EXTRACT
** Start **
But. If it's just for visual effects, maybe _some_thing could be done. I don't know what, but maybe. If there's a way to anchor line nodes to cell frames, or some such.

Sorry.

chris.


----------



## exegete (Oct 26, 2005)

Yes, it can be done, but it will take me a couple of hours to get to it.


----------



## jimr381 (Jul 20, 2007)

It will be a little more cumbersome to emulate. What you could do though is rotate the text 45 degrees and then use alt enter in the field to separate the two lines.


----------



## slurpee55 (Oct 20, 2004)

Not too good - Excel wasn't really designed for fancy formatting....


----------



## jimr381 (Jul 20, 2007)

But Slurpee I thought you loved Flair.


----------



## slurpee55 (Oct 20, 2004)

You mean "Nature Boy" Rick Flair? Nah.... LOL


----------



## cvandy (Feb 7, 2008)

Ok thanks for the replys. I think he will have to get by with just aligning it topleft and then hitting alt+enter to get into the bottom right section.
** End **
GIVEN DATA
** Start **
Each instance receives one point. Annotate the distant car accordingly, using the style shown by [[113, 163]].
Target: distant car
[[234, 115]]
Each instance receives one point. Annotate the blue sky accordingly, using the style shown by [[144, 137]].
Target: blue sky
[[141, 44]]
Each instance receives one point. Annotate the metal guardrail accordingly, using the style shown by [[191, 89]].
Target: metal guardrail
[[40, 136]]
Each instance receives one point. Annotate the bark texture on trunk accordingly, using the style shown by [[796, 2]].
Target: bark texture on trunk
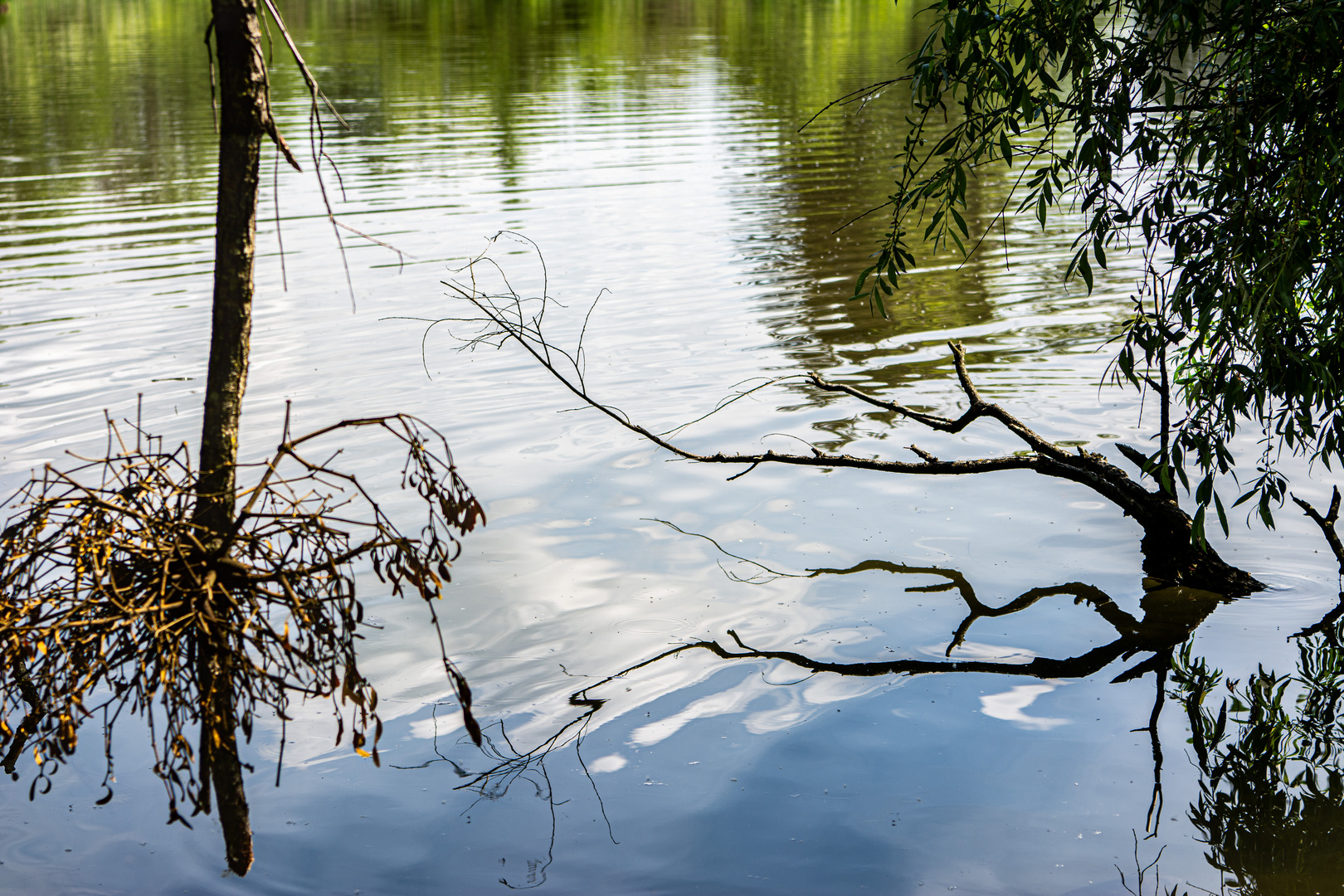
[[242, 127]]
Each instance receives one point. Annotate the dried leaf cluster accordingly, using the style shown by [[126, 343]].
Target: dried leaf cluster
[[110, 596]]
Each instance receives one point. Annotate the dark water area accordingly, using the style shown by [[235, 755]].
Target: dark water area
[[650, 149]]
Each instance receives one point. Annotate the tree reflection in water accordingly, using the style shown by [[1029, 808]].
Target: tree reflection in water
[[1272, 791]]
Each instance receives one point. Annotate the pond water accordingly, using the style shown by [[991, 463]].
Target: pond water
[[652, 151]]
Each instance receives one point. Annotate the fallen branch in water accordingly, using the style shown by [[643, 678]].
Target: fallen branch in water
[[1171, 551]]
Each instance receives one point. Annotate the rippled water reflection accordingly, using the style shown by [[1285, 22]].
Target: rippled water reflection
[[650, 149]]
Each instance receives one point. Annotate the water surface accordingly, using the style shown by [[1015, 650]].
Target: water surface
[[652, 151]]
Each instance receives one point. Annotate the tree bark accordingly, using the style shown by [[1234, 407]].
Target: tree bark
[[244, 119]]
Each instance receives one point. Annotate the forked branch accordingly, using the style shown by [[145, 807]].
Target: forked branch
[[1171, 553]]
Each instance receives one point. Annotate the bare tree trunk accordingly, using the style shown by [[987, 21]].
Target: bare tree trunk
[[242, 125]]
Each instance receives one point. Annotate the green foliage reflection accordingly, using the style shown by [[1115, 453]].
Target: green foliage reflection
[[1272, 790]]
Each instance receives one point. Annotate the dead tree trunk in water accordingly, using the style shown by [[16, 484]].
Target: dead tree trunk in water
[[244, 119]]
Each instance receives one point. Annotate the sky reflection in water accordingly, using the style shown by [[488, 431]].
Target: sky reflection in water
[[650, 149]]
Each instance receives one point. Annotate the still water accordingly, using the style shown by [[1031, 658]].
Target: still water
[[652, 151]]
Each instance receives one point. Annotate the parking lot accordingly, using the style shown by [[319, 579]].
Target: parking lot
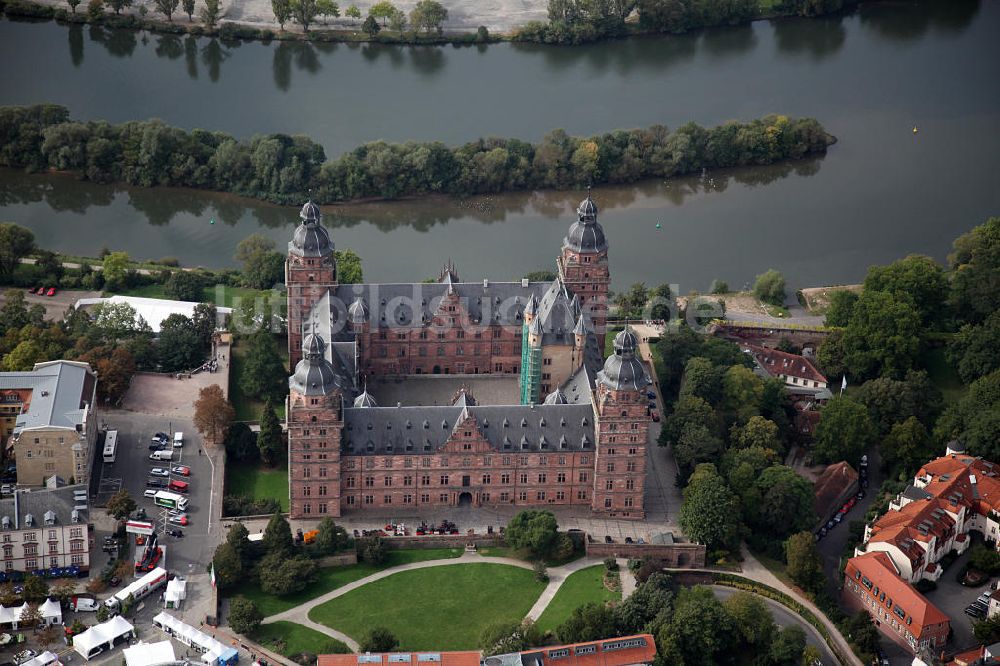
[[190, 553]]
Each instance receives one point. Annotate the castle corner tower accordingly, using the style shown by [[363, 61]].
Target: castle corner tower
[[583, 265]]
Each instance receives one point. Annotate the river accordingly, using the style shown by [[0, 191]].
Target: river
[[870, 76]]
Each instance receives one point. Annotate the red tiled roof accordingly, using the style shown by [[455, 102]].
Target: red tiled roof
[[776, 362], [638, 649], [878, 568]]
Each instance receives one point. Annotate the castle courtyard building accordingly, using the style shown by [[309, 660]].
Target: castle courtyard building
[[575, 435]]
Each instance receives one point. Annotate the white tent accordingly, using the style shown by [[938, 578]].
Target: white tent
[[51, 611], [44, 659], [102, 636], [176, 593], [148, 654], [187, 634]]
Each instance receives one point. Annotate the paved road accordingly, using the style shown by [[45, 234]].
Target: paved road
[[785, 618]]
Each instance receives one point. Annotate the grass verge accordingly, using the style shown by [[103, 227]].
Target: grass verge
[[289, 639], [330, 578], [581, 587], [446, 608]]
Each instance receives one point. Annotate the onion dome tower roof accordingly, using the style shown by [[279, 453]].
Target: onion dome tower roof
[[311, 239], [586, 234], [623, 371]]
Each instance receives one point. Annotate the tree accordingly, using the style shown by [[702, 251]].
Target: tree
[[370, 27], [305, 12], [975, 418], [379, 639], [805, 564], [710, 512], [278, 537], [699, 632], [263, 373], [239, 538], [842, 301], [166, 7], [180, 345], [382, 10], [212, 413], [533, 530], [907, 446], [121, 505], [16, 242], [788, 646], [844, 431], [269, 437], [973, 351], [227, 565], [211, 12], [35, 589], [397, 22], [975, 263], [429, 15], [916, 278], [244, 616], [282, 11], [786, 502], [752, 619], [592, 621], [327, 8], [756, 432], [770, 287], [241, 443], [184, 285], [329, 538], [282, 575]]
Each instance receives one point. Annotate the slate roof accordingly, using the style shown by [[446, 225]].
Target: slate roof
[[514, 428], [38, 503], [61, 391]]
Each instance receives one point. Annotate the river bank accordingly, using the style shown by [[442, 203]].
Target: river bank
[[471, 22]]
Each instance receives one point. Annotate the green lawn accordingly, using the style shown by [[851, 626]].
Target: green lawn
[[943, 375], [257, 482], [441, 608], [330, 578], [290, 639], [582, 587]]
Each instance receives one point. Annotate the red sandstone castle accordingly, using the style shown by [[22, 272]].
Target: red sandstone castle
[[575, 435]]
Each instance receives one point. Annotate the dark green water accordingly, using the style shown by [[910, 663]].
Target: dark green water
[[870, 77]]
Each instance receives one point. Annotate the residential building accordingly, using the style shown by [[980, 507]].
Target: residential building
[[53, 407], [44, 529], [625, 651], [949, 497], [578, 436], [872, 583]]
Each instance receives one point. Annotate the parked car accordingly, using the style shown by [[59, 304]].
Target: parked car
[[24, 655]]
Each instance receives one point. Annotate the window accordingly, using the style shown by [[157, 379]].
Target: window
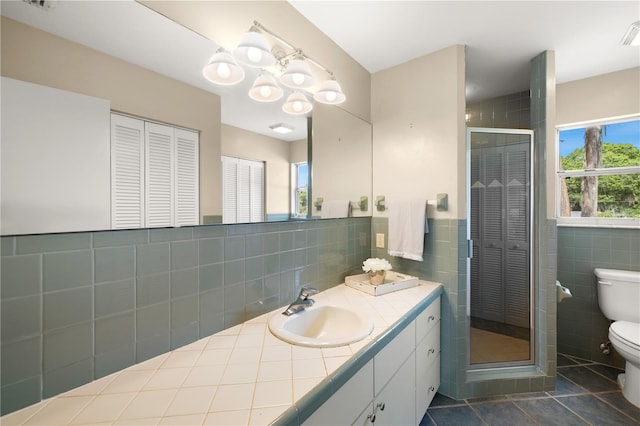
[[599, 173], [300, 181]]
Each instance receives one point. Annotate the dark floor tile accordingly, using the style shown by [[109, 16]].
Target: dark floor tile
[[483, 399], [618, 401], [586, 378], [565, 360], [609, 372], [450, 416], [440, 400], [426, 420], [594, 410], [549, 412], [566, 387], [503, 413], [529, 395]]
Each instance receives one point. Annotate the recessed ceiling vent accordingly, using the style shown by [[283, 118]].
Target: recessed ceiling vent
[[631, 38], [42, 4]]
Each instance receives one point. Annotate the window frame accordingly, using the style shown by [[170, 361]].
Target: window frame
[[601, 222]]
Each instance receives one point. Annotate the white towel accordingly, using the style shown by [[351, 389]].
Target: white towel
[[407, 226], [334, 208]]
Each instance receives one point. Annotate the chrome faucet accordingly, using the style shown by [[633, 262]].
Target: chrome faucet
[[303, 301]]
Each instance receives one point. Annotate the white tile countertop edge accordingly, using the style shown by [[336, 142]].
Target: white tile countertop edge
[[240, 376]]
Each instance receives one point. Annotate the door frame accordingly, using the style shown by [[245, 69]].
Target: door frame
[[532, 328]]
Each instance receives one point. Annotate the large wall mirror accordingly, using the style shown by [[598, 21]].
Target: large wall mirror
[[148, 66]]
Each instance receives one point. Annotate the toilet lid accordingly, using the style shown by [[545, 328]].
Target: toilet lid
[[629, 332]]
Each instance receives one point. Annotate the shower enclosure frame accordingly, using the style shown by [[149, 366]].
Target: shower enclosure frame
[[503, 365]]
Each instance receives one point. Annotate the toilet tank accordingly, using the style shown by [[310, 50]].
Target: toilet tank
[[619, 294]]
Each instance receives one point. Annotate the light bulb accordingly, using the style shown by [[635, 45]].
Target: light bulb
[[298, 78], [254, 55], [265, 91], [223, 70]]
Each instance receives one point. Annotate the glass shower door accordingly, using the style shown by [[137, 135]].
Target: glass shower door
[[500, 224]]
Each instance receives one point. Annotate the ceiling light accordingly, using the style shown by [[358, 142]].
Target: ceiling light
[[282, 128], [297, 104], [330, 93], [631, 36], [298, 75], [265, 89], [253, 50], [223, 69]]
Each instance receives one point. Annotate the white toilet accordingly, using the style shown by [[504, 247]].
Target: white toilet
[[619, 300]]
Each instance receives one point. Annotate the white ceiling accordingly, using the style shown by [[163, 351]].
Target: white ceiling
[[501, 38]]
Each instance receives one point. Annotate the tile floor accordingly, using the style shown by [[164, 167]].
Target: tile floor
[[586, 394], [494, 347]]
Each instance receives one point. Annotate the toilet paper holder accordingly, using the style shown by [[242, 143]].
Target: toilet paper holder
[[563, 292]]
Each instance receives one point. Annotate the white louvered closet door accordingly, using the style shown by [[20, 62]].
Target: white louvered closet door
[[127, 177], [159, 175], [187, 209], [243, 190], [229, 183], [257, 192], [517, 294]]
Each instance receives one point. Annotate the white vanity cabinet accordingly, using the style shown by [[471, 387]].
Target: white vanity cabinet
[[397, 385], [427, 357]]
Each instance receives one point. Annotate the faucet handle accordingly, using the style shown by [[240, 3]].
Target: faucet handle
[[308, 291]]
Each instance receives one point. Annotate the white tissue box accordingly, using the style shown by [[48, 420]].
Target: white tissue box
[[393, 281]]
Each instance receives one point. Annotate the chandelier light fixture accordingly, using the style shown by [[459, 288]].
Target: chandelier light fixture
[[226, 69]]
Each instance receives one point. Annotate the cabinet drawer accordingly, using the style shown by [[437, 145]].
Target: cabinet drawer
[[429, 348], [390, 358], [427, 384], [348, 402], [427, 319]]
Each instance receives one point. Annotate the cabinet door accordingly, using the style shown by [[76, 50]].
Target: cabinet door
[[398, 397], [348, 402]]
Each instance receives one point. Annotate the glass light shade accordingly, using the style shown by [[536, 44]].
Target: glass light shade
[[223, 69], [253, 50], [265, 89], [330, 93], [297, 104], [297, 75]]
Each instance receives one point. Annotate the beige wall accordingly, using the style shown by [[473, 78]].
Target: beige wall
[[274, 153], [417, 111], [38, 57], [604, 96], [224, 22]]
** End **
OBJECTIVE
Reproduce the Excel formatting thread above word for word, from "Ok thanks for" to "bottom right section.".

EXERCISE SOLUTION
Ok thanks for the replys. I think he will have to get by with just aligning it topleft and then hitting alt+enter to get into the bottom right section.